Only an exact copy of the entries, stripped of pictures, will serve as the answer.
+++ PROVIDED DATA +++
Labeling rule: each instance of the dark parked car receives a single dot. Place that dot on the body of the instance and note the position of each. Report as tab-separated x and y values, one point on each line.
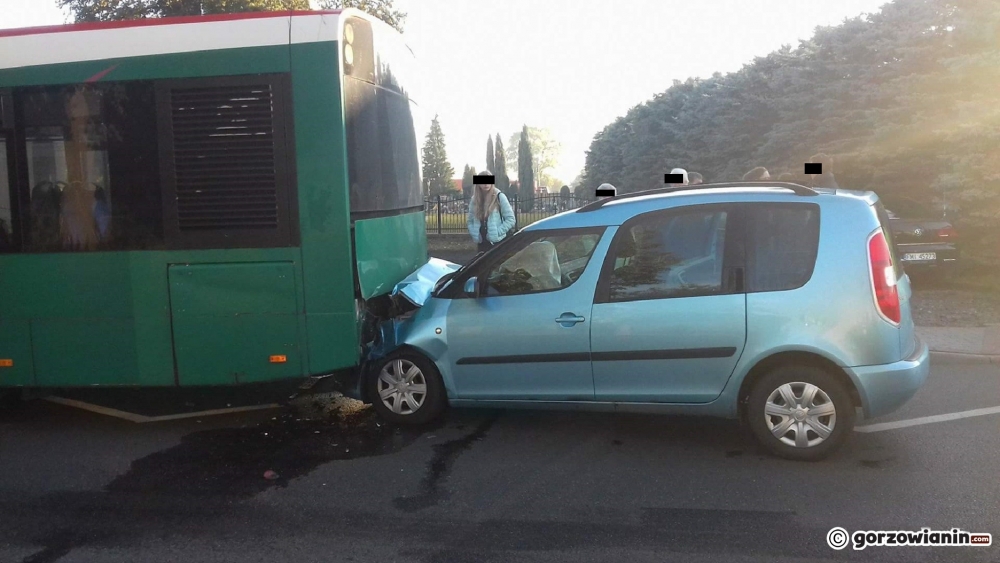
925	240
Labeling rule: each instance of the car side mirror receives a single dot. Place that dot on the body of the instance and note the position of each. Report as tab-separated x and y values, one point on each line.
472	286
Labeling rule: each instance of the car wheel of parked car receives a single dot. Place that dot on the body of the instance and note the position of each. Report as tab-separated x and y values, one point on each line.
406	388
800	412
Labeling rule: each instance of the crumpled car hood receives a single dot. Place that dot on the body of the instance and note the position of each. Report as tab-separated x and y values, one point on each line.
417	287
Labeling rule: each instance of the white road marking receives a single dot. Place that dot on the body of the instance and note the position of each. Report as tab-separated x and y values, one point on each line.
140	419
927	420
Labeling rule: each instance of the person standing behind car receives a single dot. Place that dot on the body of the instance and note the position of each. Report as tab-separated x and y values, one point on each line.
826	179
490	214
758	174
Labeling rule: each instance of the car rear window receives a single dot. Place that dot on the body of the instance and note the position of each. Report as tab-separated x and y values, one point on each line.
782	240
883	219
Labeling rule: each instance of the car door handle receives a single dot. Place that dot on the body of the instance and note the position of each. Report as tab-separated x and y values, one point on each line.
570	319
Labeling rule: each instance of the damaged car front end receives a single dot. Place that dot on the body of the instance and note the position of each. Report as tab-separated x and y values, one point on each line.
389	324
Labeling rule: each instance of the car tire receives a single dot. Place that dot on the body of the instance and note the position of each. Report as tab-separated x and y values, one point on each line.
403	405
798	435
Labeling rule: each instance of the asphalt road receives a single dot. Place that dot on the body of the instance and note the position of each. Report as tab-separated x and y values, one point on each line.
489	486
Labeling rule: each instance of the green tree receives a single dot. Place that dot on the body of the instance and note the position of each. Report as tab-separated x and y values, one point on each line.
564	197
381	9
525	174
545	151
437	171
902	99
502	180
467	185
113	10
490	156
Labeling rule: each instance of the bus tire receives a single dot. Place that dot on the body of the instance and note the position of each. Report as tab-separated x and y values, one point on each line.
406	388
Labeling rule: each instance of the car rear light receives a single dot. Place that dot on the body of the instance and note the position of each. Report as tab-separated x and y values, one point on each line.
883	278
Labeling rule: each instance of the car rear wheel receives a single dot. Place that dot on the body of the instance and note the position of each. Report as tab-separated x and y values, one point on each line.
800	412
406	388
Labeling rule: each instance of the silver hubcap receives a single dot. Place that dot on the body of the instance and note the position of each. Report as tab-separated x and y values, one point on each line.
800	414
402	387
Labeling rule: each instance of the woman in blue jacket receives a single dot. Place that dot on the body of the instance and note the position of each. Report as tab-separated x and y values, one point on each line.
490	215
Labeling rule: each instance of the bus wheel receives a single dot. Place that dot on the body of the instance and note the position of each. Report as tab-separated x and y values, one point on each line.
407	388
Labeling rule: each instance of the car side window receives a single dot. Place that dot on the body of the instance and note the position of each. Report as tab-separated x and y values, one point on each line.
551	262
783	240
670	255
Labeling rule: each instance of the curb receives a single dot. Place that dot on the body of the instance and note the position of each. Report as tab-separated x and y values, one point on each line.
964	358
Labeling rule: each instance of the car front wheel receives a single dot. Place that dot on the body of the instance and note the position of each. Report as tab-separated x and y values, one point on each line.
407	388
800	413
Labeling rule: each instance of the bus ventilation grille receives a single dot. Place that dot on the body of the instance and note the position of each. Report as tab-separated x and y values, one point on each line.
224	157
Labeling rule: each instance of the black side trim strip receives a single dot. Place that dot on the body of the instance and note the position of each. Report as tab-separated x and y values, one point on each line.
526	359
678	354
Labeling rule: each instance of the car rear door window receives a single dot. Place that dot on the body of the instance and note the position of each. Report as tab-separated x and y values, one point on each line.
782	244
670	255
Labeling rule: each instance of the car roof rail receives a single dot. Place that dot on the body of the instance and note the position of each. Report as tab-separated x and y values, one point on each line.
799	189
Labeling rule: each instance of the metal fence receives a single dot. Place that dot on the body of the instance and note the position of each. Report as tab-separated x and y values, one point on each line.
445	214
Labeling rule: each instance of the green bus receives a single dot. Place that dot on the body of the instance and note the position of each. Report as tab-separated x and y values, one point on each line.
+++
→ EXERCISE OUTPUT:
Labeling rule: each instance of the dark parked car receives a single dot. Place that dot on the body of the instance and note the position of each. Report as tab-separated x and y values, one point on each line.
925	240
Labeling rule: each instance of the car side mirror receives a single dot. Place that dot on the body of the instance and note the position of each. Report as tab-separated x and y values, one point on each line.
472	286
Labeling rule: each instance of the car wheel of parked car receives a single dot. Place that dot on the body of the instance and note the position of each. Report as tab-separated x and y values, one point on each line.
406	388
800	412
Labeling rule: each instance of the crumpled car hood receives a single dot. Place that dot on the body of the instance and note the position of each. Report as tab-separated x and y values, one point on each line.
417	287
Labeling rule: each instance of the white road marking receives a single dot. Place that dot on the body of the instance and note the position of each. Report as tab-separated x and y values, one point on each line.
140	419
927	420
Labeling rule: each instance of the person standing behind car receives a single dot. Place that dot on the body of the instance and note the position of each. Report as tab-separated x and y values, one point on each line.
826	179
490	214
758	174
Labeling rule: each instance of the car rear window receives a single dot. Place that dot on the body of the instance and note the position of each. Report as tab-separated x and y values, one point on each line.
782	240
883	219
Labeling rule: each instance of the car door handle receives a single dot. Place that dot on the body of the instance and note the position of each. Report as tab-separated x and y values, one point on each line.
570	319
Labeling rule: each instance of the damaged car front end receives a single dot. Place that dot on the body of the instance and note the position of each. Report as tab-separated x and y values, one point on each line.
389	324
Labeling rule: each instance of the car tire receives a single dot. Place that dot on the body of the instance and note the position of each. Report as tab-separated x and y values, one point on each line.
403	405
798	435
Labeling rule: each instance of the asphalt road receives a single dot. Place that dot on the body of the instance and note the position of each. Report as tab-separated x and y values, one point on each line.
489	486
Labeling rule: each instance of the green tree receives a single dot. Place that dot on the body of the instance and note the position of each. Report as tab-separated x and y values, one point on each line.
564	197
381	9
525	174
545	151
437	171
902	99
502	180
467	185
113	10
490	156
Labeling rule: each instance of the bus tire receives a single dot. Place that dot on the body of the instance and note the position of each. Report as tab-separated x and y values, one point on each line.
406	388
Labeling rule: each instance of the car rear light receives a single dot. Place that dot on the body of the instance and note the position of each. Report as tab-separated x and y values, one point on each line.
883	278
Labeling rule: each instance of the car rear wheel receives a single dot. Place that dot on the body of the instance and note the position of each. Report as tab-separated x and y values, one point on each line.
800	412
406	388
Labeling rule: each instance of the silver hubcap receives a single dot. Place that dot on the body of the instance and note the position of each. Report as tab-separated x and y values, one point on each line.
800	414
402	387
Labeling rule: each instance of the woman in blue jacket receives a single dot. Place that dot on the body of the instance and note the position of each. Report as tab-separated x and y values, one point on each line.
490	215
Labeling rule: each instance of the bus wheel receives a single dot. Place that dot on the body of the instance and note the position of each. Report as tab-separated x and y values, one point on each line.
407	388
Labeling rule: each instance of the car side window receives a single dot. Place that dot on the body of the instance and note the position of each. Report as tab-separated x and y values, one point on each line.
551	262
783	240
670	255
Labeling rule: each instance of the curb receives a single dot. Place that dot on the body of the instance and note the position of each. Report as tab-separated x and y values, one point on each line.
964	358
Labeling rule: each instance of the car front wheel receives a single dot. Place that dot on the body of the instance and note the position of each. Report as tab-separated x and y values, one point on each line.
407	388
800	413
Labeling rule: each instance of the bus ventilation grille receives a single dot. Place that dot on the body of the instance and note the position of each. Report as tab-separated x and y values, one point on each line.
224	157
Labeling rule: each instance of the black side trim strip receives a single dot. Place that dot on the body of the instance and note the position of each. Report as tab-separated x and y values, one point on each line.
526	359
678	354
Labeling rule: each instance of the car rear door window receives a single dot. Place that dot on the body of the instance and note the position of each. Report as tab-separated x and y values, one point on each line.
782	244
670	255
Labeling rule: each instance of the car roof rail receives a single dot. Place that dot on the body of the instance and note the position of each. Report as tab-separated x and y values, one point on each line.
799	189
Labeling rule: each instance of the metal fence receives a single dot. Place that dot on the body of the instance and note the position of each. Report as tab-separated x and y values, one point on each line.
445	214
Labeling rule: each instance of the green bus receives a single dot. Place that dot on the body of the instance and note the position of each. Report as tab-separated x and y values, one point on each line.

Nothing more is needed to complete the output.